Dataset excerpt:
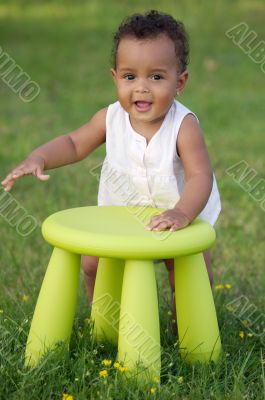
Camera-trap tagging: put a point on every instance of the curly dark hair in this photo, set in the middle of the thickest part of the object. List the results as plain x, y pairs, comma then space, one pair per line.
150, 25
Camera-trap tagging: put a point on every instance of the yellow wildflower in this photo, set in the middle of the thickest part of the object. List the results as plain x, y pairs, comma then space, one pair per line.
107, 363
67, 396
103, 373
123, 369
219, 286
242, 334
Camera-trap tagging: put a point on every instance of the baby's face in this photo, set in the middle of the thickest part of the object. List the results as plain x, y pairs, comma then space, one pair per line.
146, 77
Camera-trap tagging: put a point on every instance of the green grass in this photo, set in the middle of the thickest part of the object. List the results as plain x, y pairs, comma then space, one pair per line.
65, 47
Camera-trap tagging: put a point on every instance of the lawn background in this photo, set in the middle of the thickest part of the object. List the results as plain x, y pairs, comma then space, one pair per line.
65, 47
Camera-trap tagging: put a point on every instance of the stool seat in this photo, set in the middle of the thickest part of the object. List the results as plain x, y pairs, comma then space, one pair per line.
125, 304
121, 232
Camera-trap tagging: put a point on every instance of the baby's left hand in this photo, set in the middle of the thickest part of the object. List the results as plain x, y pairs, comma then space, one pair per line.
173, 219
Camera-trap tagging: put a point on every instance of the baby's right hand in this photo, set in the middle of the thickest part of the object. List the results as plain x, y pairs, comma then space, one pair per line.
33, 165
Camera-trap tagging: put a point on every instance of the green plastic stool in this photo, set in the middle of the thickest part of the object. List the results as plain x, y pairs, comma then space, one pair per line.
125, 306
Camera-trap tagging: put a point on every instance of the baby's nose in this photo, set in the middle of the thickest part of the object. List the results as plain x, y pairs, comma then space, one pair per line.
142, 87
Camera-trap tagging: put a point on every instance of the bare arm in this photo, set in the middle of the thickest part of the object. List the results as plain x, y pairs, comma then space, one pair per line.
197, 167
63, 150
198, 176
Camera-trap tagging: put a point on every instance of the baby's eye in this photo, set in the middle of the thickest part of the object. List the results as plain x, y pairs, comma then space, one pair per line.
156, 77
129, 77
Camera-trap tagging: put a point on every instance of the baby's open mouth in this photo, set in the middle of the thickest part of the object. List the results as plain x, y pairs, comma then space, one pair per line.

**Goal**. Reproduce the data verbatim. Do not carry any picture into the copy.

**Task answer**.
Camera-trap tagging: put a point on every instance of the curly dark hair in this photo, set in the middle of the thickest part of the object. List the results as plain x, y pairs, comma then space, one pair per line.
150, 25
Camera-trap tagging: put a point on every instance of the yellow wildflower in this photo, set in the middle of the thickest part of the object. List the results as plain x, y pairs, comma then space, one pair per line.
107, 363
67, 396
103, 373
123, 369
219, 286
242, 334
Camera-trap tagging: put a point on every instance of the baby's face in this photo, set in the middle of the thickest part of the object. List the results as plain x, y pairs, comma then space, one pair per line.
146, 77
Camera-trap tagging: put a point on every instance of the green grass in this photo, set in the middle of the thickest part of the object. List the results as plain x, y pairs, comma then space, one pair per line.
65, 47
Camera-trap tagging: put a point on every instance of the lawn background in this photo, set in the middle of the thickest part of the object. List the results as plain x, y pairs, comma then space, one pair per line.
65, 47
Camera-trap tagging: put a point on every instance of the stool seat in this photo, set in the middle of the thickest part of the object. List the results as plain x, y pairs, comma then space, one pair per line.
125, 304
121, 232
Camera-trap tagging: put a point on every instance of the baby's left hand in this photo, set in the middle of the thickest part of the object. List the results as plain x, y pairs, comma then space, one pair per line.
173, 219
Camera-trap tagging: put a point on every instance of the baby's right hand in this photo, set in the middle of the thickest part of the object. List the results as plain x, y pairs, comma then space, one pair per line.
33, 165
Camera-trap tagging: put a point on every instance of the green plastic stool in this photo, set in the middle of the thickest part of the object. List the results as plain x, y pairs, comma then space, one pair per line.
125, 306
Camera-trap tagging: put a point on every instance of the baby's nose in this photo, set in the middle of the thickest part of the object. List the results as plain x, y pairs, comma then space, one pair per line.
142, 87
Camera-trap tagging: put a point on every instance of the bare arm in this photo, set in the middle of the thickest part of the object. List the results as plain x, y pairs, comma then space, one pair per line.
197, 167
63, 150
198, 176
Camera-trap tagging: put a point on every instance of the baby's eye in this photo, set in the middle of the thickest part of the object. List the results as plain x, y pairs, comma then space, one pair per line.
156, 77
129, 77
Camera-trap tagging: put a point on every instance of the baby's open mouth in this photo, set in the middle of the thickest part of the object. List the results as plain x, y pairs, comma then space, one pair per line.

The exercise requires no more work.